= Text for analysis =
-=-=-
I've always enjoyed making things very small; or at least since college, when my drawing instructors’ seemingly constant complaint was to draw bigger. My favorite tools were the .5mm pencil leads, the 4x0 technical pens, the c-100 nibs—and the nearly invisible dots I could make with them. When I embroidered, I divided the six strand floss into thirds, and indulged myself with french knots.

assorted hollow beads. Smallest, 6mm hole to hole. Various soda-lime glasses, January 2006.

Hadn't it not been for the difficulties associated with obtaining suitable material, no doubt scrimshaw, perhaps set off with metalwork, would still be the focal points of my bead-strung jewelry. But circumstances intervened, and I took up glass beadmaking instead. It often seems to me that lampwork tends to hover around the one-inch (2.5cm) size, which I suppose makes sense—the torches put out flames typically half that in diameter, making much larger beads impractical, and beads that are too small hardly seem worth the money, when so many attractive “manufactured beads” come in the smaller sizes (say, up to 12–16mm).
-=-=-
= Questions on the material =
[A] In the passage on glass beadmaking, what size does lampwork tend to hover around?
[B] Continue the passage on glass beadmaking from its last sentence.
The lines that come next are separate material, unconnected to the passage on glass beadmaking.
-=-=-
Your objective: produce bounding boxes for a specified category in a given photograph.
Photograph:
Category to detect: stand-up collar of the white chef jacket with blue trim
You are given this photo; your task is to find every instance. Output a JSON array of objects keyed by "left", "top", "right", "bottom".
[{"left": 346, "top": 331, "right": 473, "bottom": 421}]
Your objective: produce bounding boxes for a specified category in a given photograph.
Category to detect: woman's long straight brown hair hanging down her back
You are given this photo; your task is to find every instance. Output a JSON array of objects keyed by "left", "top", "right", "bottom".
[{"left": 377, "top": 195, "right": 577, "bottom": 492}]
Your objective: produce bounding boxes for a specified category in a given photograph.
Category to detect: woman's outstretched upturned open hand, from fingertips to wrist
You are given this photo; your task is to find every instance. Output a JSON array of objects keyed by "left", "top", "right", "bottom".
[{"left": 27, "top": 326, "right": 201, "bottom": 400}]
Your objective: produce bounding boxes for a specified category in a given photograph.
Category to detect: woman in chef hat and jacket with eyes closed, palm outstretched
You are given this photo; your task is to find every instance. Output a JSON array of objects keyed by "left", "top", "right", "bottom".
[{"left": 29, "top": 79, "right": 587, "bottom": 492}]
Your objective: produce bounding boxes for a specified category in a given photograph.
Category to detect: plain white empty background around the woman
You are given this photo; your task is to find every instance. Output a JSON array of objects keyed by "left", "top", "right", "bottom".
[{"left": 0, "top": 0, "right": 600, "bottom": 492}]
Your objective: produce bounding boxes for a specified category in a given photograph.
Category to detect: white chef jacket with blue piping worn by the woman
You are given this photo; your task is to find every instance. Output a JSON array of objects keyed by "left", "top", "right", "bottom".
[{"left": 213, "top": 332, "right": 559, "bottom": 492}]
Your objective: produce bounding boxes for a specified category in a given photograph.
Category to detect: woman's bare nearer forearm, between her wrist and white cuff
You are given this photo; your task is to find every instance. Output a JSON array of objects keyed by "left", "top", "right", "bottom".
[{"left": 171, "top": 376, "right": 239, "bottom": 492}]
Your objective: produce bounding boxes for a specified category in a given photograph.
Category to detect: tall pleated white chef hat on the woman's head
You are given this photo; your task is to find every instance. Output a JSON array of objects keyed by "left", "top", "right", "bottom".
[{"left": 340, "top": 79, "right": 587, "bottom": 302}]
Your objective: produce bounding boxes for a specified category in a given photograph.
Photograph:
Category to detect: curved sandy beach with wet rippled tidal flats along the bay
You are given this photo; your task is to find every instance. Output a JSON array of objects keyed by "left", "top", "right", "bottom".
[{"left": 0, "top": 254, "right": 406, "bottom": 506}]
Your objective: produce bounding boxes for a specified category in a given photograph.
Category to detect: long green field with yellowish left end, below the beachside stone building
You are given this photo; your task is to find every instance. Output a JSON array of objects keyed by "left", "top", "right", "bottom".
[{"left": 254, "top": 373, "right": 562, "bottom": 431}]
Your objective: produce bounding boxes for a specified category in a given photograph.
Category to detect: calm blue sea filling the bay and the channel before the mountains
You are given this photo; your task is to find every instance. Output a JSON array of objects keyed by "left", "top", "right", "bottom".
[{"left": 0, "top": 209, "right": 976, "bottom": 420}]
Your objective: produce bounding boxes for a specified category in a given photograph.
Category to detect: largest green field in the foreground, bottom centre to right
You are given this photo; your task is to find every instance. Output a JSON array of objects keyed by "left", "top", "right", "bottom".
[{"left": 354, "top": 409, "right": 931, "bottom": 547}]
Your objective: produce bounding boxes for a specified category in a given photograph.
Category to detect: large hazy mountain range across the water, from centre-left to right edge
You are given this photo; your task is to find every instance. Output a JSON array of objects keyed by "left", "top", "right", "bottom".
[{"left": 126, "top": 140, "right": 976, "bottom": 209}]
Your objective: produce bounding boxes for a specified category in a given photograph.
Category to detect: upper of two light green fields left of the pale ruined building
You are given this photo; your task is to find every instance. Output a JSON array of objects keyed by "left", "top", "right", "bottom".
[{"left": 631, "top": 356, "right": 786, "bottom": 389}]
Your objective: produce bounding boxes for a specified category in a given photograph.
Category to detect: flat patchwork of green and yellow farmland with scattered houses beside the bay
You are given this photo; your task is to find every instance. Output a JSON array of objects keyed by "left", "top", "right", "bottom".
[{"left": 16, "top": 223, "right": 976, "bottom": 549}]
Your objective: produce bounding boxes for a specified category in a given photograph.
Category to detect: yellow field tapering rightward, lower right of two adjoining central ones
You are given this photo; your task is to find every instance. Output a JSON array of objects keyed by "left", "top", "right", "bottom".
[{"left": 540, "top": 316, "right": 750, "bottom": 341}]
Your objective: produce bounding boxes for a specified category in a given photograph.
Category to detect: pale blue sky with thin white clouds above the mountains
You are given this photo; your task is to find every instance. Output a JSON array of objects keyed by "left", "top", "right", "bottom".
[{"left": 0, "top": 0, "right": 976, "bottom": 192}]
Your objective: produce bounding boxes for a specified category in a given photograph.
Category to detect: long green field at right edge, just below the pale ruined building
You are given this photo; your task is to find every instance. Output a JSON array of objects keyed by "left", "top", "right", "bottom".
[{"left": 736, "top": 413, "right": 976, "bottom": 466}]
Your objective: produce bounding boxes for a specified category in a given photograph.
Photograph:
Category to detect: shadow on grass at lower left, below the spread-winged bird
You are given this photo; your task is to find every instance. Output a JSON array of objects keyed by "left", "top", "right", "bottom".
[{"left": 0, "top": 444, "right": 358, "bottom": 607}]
-=-=-
= Exercise results =
[A] Around one inch (2.5cm).

[B]
purple and green minihollows, mixed with small solid spacers. January 2006, assorted soda-lime glasses. The distortion resulting from my camera's wide-angle capabilities is showing, here. The beads in both pix are resting on a saucer, of which the indent for the cup shows here, to give some sense of scale: the smallest hollows are roughly 6mm in diameter.

(Or I might simply have no idea what I'm talking about.) Be that as it may, once I got the basics down, I tended to make a lot of beads in the 20-25mm range; but many of my customers found smaller sizes more practical for their applications, and stock items have been edging down in size ever since. 10–13 has been the standard for some time now—easy to manufacture and use in many designs—but lately, I've been edging down even more, towards the 6mm range. To get them that small, it's easier to build ’em on a .045 or even .035” mandrel, but there's a tradeoff, because holes that small makes cleaning the magnetic pins out of them a pain. Morevoer, mandrels that thin are very prone to bending.

I haven't really tried to sell these yet. Why would anyone pay $9 or more for a 6mm hollow bead when they can purchase a gorgeous—even one of the fancy shaped ones, let alone a series 5000 (faceted round) or the typical 5301 (bicone) swaroski crystal for a fraction of the cost?

But they're certainly fun to make, and awfully cute.